-------- GIVEN RECORDS

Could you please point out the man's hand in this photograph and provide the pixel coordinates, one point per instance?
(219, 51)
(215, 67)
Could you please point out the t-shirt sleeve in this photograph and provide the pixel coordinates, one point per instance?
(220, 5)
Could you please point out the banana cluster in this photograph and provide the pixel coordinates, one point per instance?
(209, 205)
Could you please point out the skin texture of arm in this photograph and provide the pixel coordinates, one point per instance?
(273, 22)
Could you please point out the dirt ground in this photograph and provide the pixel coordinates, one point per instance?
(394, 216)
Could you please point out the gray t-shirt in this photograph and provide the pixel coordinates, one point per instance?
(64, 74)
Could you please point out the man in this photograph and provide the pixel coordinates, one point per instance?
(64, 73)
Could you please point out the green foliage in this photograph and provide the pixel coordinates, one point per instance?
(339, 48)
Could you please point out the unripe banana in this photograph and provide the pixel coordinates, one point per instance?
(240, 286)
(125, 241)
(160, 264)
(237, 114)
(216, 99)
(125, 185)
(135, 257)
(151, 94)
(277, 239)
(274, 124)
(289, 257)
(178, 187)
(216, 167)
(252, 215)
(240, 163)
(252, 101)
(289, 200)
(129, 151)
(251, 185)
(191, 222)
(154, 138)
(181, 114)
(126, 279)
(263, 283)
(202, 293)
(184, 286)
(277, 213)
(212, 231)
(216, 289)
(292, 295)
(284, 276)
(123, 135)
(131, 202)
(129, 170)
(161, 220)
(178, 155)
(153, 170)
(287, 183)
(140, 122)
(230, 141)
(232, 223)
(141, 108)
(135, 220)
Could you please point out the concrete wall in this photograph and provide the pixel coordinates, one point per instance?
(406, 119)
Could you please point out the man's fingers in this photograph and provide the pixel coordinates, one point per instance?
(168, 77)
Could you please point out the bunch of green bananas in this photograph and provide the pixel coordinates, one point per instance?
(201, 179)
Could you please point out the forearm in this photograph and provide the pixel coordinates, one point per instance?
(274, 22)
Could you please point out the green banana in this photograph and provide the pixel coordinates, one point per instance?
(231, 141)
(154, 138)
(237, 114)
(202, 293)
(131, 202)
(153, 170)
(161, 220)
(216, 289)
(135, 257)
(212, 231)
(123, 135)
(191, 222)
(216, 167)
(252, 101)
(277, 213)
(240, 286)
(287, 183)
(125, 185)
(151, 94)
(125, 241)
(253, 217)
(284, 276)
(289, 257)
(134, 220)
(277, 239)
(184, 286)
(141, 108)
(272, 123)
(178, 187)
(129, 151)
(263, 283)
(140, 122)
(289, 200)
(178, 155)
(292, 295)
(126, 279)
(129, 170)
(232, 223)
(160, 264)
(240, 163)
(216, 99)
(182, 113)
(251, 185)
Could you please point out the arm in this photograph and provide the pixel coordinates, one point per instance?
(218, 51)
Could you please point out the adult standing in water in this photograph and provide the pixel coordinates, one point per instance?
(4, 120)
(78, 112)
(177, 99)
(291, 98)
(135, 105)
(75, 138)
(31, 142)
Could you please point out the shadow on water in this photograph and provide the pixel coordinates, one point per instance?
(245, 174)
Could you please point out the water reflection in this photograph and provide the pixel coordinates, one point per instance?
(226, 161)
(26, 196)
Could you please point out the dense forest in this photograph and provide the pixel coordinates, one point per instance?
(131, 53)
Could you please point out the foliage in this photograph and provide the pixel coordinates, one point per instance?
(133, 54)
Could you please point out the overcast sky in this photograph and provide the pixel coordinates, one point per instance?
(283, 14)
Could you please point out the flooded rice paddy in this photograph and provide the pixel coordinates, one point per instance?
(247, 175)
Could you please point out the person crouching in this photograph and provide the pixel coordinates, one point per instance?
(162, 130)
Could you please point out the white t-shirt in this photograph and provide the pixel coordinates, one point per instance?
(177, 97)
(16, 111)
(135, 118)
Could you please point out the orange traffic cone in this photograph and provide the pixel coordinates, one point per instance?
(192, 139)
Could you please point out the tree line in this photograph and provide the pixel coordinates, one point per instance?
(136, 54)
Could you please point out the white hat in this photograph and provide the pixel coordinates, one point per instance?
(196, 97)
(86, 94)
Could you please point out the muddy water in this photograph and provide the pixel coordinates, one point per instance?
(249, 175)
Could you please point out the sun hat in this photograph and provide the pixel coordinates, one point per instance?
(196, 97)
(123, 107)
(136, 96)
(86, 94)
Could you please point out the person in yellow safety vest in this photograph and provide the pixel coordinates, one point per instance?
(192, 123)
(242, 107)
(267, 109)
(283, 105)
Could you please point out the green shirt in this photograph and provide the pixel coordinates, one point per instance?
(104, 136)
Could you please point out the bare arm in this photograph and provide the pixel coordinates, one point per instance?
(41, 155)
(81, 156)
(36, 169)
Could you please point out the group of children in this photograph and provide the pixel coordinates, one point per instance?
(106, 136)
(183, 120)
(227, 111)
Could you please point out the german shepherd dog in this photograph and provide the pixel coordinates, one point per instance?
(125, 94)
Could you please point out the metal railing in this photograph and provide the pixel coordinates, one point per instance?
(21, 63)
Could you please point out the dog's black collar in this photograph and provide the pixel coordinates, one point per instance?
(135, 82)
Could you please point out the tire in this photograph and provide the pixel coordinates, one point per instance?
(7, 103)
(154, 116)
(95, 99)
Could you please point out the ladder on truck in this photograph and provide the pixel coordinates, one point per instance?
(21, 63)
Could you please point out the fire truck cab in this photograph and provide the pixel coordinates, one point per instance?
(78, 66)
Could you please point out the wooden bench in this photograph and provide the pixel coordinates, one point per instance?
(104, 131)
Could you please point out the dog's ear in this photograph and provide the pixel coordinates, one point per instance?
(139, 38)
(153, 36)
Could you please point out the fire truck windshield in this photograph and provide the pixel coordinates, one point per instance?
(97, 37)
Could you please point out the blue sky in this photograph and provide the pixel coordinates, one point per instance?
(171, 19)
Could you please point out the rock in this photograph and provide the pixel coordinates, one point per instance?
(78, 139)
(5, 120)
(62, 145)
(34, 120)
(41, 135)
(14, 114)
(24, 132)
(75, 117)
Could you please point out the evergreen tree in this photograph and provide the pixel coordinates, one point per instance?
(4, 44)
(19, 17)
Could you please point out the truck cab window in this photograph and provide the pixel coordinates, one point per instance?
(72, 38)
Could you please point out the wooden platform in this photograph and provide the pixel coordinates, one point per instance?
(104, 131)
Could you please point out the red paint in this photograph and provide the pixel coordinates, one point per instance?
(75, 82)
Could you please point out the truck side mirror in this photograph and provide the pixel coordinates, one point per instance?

----------------

TASK OBJECTIVE
Every word of every entry must be returned as it appears.

SOLUTION
Could you please point out the man's hand in this photograph and provide the pixel coordinates, one point per instance?
(219, 51)
(215, 67)
Could you please point out the t-shirt sleeve in this photograph and provide the pixel coordinates, one point per instance?
(220, 5)
Could you please point out the banana cluster in this photograph and provide the pixel coordinates, one point per instance?
(209, 205)
Could you please point out the skin texture of arm in this photograph and provide the pixel coordinates, one point per instance?
(273, 22)
Could you please point out the dirt ground in this photograph and provide the pixel coordinates, one point per instance?
(394, 216)
Could you please point out the gray t-shirt in this photograph and provide the pixel coordinates, one point per instance?
(64, 74)
Could you please point out the man in this photograph and provide the pixel coordinates, one point per instance?
(64, 73)
Could you please point out the green foliage in this photograph and provide the pixel coordinates, one point per instance?
(339, 48)
Could you please point out the unripe banana in this photograph and provide the pixel coordinates, one point per instance?
(240, 286)
(125, 241)
(160, 264)
(237, 114)
(216, 99)
(125, 185)
(135, 257)
(151, 94)
(277, 239)
(274, 124)
(289, 257)
(178, 187)
(216, 167)
(252, 215)
(240, 163)
(252, 101)
(289, 200)
(129, 151)
(251, 185)
(191, 222)
(154, 138)
(181, 114)
(126, 279)
(263, 283)
(202, 293)
(184, 286)
(277, 213)
(212, 231)
(216, 289)
(292, 295)
(284, 276)
(123, 135)
(131, 202)
(129, 170)
(161, 220)
(178, 155)
(153, 170)
(287, 183)
(140, 122)
(230, 141)
(232, 223)
(141, 108)
(135, 220)
Could you please point out the concrete wall in this photograph and provide the pixel coordinates, one point per instance?
(406, 119)
Could you please point out the man's fingers in this photograph and provide the pixel coordinates, one point per instance?
(168, 77)
Could you please point out the bunch of green bananas in this photograph and provide the pixel coordinates, one point per instance?
(201, 179)
Could you please point out the forearm in this photograph and provide the pixel coordinates, one point per instance?
(274, 22)
Could you please point out the green banana in this photograph and provide the pixel coordinates, one point per instance?
(231, 141)
(154, 138)
(237, 114)
(202, 293)
(131, 202)
(153, 170)
(161, 220)
(216, 289)
(135, 257)
(212, 231)
(123, 135)
(191, 222)
(216, 167)
(252, 101)
(277, 213)
(240, 286)
(287, 183)
(125, 185)
(151, 94)
(125, 241)
(253, 217)
(284, 276)
(289, 257)
(134, 220)
(277, 239)
(184, 286)
(141, 108)
(272, 123)
(178, 187)
(129, 151)
(263, 283)
(140, 122)
(289, 200)
(178, 155)
(292, 295)
(126, 279)
(129, 170)
(232, 223)
(160, 264)
(240, 163)
(216, 99)
(182, 113)
(251, 185)
Could you please point out the arm in this photograph and provide the pixel coordinates, one point per instance?
(218, 51)
Could you please point out the adult standing in water in this photograph and provide the pixel coordinates, one point per instance?
(4, 120)
(78, 112)
(177, 99)
(291, 98)
(135, 105)
(75, 138)
(31, 142)
Could you please point out the shadow on water in this photograph and provide the pixel coordinates, one point per instance?
(245, 174)
Could you please point out the water reflection in this photograph and provide the pixel coordinates, one point per instance?
(226, 161)
(26, 196)
Could you please point out the dense forest in this photograph and provide the pixel coordinates, one point per instance?
(131, 53)
Could you please point out the foliage in this photograph and provide the pixel coordinates, one point per instance?
(133, 54)
Could you please point out the overcast sky in this photograph and provide the pixel coordinates, one point per instance?
(283, 14)
Could you please point out the flooded rice paddy in this photograph and provide the pixel coordinates, one point per instance?
(247, 175)
Could you please point out the person crouching in this photograph and provide the pixel coordinates, one point per instance?
(162, 130)
Could you please point out the white t-shirt in this photograph and provide the pixel coordinates, one point per instance?
(177, 97)
(16, 111)
(135, 118)
Could you please point out the orange traffic cone in this photograph and provide the pixel coordinates, one point per instance?
(192, 139)
Could you please point out the tree line in this photograph and provide the pixel coordinates, one point per instance?
(136, 54)
Could you please point out the white hat in this photograph and provide the pixel coordinates, one point per instance?
(196, 97)
(86, 94)
Could you please point out the muddy water in this photograph and provide the pixel coordinates, one point per instance?
(249, 175)
Could you please point out the sun hat in this photograph and provide the pixel coordinates, one point per instance?
(196, 97)
(123, 107)
(136, 96)
(86, 94)
Could you please point out the person in yellow safety vest in this photograph and provide the pixel coordinates, one point per instance?
(192, 123)
(242, 107)
(267, 109)
(283, 105)
Could you please point out the green shirt in this photograph and provide the pixel coordinates, one point per instance?
(104, 136)
Could you please point out the bare arm in this photograph and provide the pixel coordinates, one point per instance?
(41, 155)
(81, 156)
(36, 169)
Could you please point out the group of children in this photograph and provide the pixel coordinates, one point per instance?
(106, 136)
(183, 120)
(227, 111)
Could you please point out the german shepherd dog in this photograph and provide the pixel coordinates, one point per instance?
(125, 94)
Could you please point out the metal railing in this photograph and provide the pixel coordinates, one point per instance?
(21, 63)
Could you please point out the dog's black collar in this photograph and provide the pixel coordinates, one point per instance?
(135, 82)
Could you please point out the tire in this photograph and provide the pixel coordinates, one point per instance?
(7, 103)
(154, 116)
(95, 99)
Could you please point out the ladder on truck in this photograph and provide the pixel coordinates, one point per instance?
(21, 63)
Could you please point out the fire truck cab in this photograph and provide the pixel coordinates, one point per instance?
(78, 66)
Could you please point out the wooden bench in this photograph and provide the pixel coordinates, one point per instance?
(104, 131)
Could you please point out the dog's ear in this photograph and provide the pixel coordinates, one point per instance?
(139, 38)
(153, 36)
Could you please point out the fire truck windshield in this photograph and provide the pixel coordinates, one point per instance?
(97, 37)
Could you please point out the blue sky in this photograph and provide the pixel coordinates, one point per instance?
(171, 19)
Could you please point out the rock in this photograph and provide the pixel coordinates, one point per instance?
(78, 139)
(5, 120)
(62, 145)
(34, 120)
(41, 135)
(14, 114)
(24, 132)
(75, 117)
Could you please point out the evergreen tree in this photograph and provide the pixel coordinates, one point per instance?
(4, 44)
(19, 17)
Could you please point out the truck cab window in this photograph and provide the pixel coordinates, one point per instance?
(72, 38)
Could you please point out the wooden platform in this photograph and provide the pixel coordinates, one point per instance?
(104, 131)
Could you please point out the red paint in this photograph and provide the pixel coordinates, one point per instance?
(75, 82)
Could you please point out the truck side mirror in this photograph and provide the pixel coordinates, one point per instance?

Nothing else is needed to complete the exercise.